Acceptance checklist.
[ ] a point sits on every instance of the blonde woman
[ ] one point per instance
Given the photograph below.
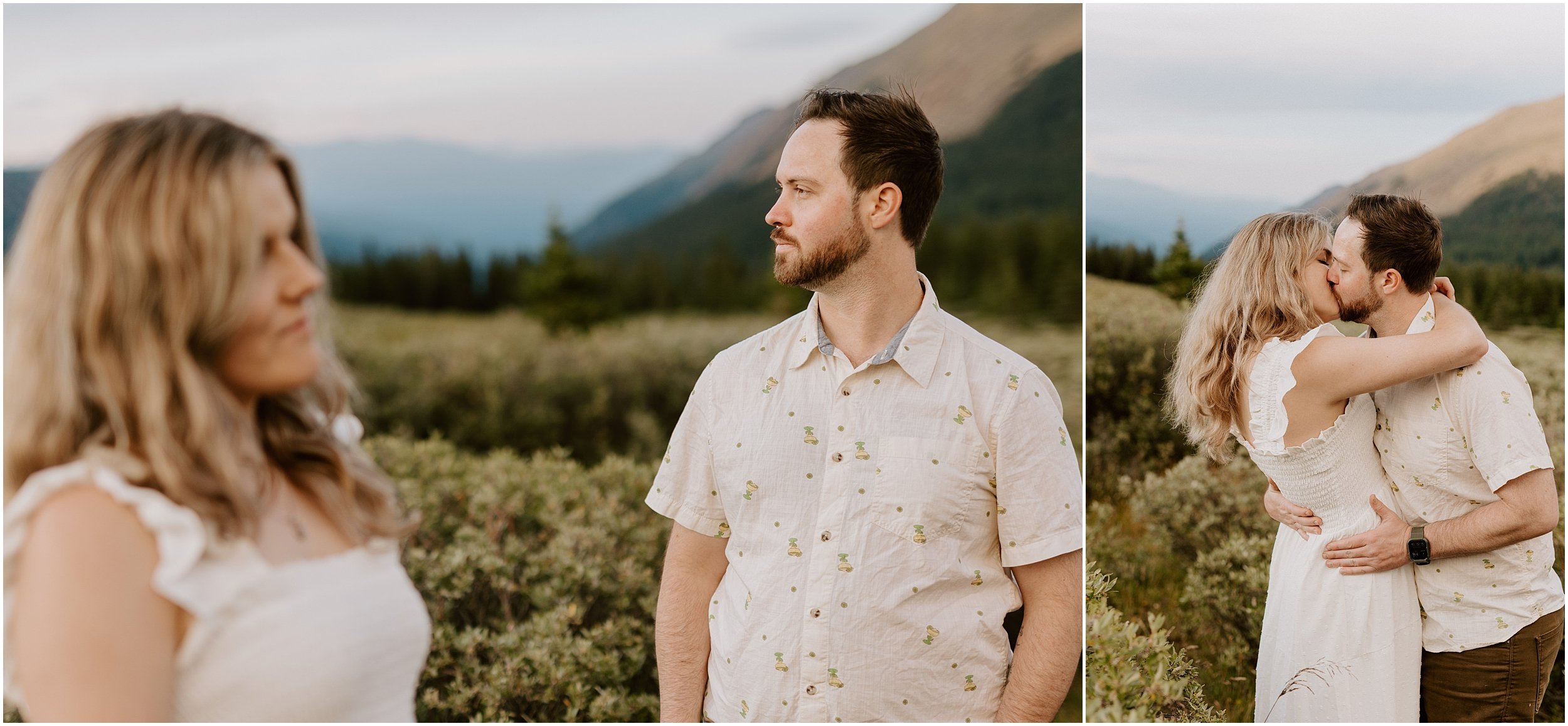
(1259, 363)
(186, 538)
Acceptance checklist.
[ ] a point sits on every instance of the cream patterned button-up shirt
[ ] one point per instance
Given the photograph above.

---

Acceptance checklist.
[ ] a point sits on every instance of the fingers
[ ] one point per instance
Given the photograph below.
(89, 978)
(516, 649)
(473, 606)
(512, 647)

--

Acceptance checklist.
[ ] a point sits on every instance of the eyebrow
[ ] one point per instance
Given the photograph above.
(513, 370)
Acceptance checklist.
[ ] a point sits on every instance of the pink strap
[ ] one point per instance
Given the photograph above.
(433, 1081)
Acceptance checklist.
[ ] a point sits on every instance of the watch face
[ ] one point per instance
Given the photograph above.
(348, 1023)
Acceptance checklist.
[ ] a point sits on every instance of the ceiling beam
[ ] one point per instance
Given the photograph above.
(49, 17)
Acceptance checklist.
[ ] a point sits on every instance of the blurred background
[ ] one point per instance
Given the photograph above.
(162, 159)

GIVEN EXERCISE> Gather each line above that contains the string "sits". Case counts.

ANSWER TO THE PROBLEM>
[ ] a point sits on every instance of the blonde woman
[ ] a point sits on every instance of the cream patterned button-up shirt
[ ] a point sits on every instance of the fingers
[ ] a point sits on every instance of the eyebrow
[ ] a point sits on every instance of the pink strap
[ ] a point sits on every instance of the watch face
[ ] a point sits on every instance of the ceiling beam
[ ] a point sits on every instance of the blurred background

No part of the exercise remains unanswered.